[[ EXERCISE INPUT, beginning ]]
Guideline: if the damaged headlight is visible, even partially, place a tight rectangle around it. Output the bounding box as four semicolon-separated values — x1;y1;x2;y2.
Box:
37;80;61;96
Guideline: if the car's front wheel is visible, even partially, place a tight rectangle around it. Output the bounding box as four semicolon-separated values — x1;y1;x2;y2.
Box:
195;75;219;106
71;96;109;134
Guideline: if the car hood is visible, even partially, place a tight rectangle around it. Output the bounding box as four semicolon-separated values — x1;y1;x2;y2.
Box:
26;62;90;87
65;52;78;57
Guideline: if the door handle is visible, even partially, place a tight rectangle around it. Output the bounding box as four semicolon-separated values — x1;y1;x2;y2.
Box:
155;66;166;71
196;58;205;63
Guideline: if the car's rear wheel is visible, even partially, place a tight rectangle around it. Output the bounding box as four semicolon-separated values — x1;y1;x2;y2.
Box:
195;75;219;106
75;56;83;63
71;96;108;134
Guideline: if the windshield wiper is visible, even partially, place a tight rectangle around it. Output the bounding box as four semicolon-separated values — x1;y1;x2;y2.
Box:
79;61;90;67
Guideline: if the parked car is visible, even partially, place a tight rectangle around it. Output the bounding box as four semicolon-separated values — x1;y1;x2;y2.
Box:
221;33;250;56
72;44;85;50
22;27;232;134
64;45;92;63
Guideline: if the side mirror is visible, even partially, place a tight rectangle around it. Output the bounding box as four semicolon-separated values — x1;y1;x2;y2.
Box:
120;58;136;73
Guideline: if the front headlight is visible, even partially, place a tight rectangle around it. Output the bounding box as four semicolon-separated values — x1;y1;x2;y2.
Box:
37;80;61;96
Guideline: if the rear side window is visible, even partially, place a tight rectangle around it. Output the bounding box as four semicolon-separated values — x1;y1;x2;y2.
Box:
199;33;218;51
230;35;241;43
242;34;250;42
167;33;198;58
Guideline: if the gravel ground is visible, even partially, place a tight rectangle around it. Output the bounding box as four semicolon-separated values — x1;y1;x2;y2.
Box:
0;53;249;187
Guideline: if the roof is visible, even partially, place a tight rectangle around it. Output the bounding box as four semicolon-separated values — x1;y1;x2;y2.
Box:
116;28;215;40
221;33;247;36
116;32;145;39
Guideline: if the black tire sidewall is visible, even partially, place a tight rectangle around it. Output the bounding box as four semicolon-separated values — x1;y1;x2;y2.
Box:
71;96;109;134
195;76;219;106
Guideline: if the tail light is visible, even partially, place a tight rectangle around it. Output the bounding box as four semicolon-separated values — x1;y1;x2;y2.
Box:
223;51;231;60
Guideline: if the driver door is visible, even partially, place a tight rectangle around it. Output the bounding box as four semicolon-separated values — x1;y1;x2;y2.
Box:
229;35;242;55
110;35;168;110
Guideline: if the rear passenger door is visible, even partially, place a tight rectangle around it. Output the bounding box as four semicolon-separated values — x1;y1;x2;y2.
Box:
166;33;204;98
[[ EXERCISE INPUT, end ]]
**TASK TO COMPLETE:** Report each line of the records that holds the word "door".

**EXERCISE ANSWER:**
Guideline: if the door handle is visible, even partially, place a tight rectangle around it. Output the bounding box as four semicolon-separated values — x1;y1;x2;y2.
Guideline: if the driver door is visible, even partially, place a tight rectangle around it. Output the bounding box as four semicolon-separated values — x1;y1;x2;y2.
Guideline: if the rear passenger door is visible, even partially, place a tight rectangle around it. Output the bounding box as four semicolon-separated values — x1;y1;x2;y2.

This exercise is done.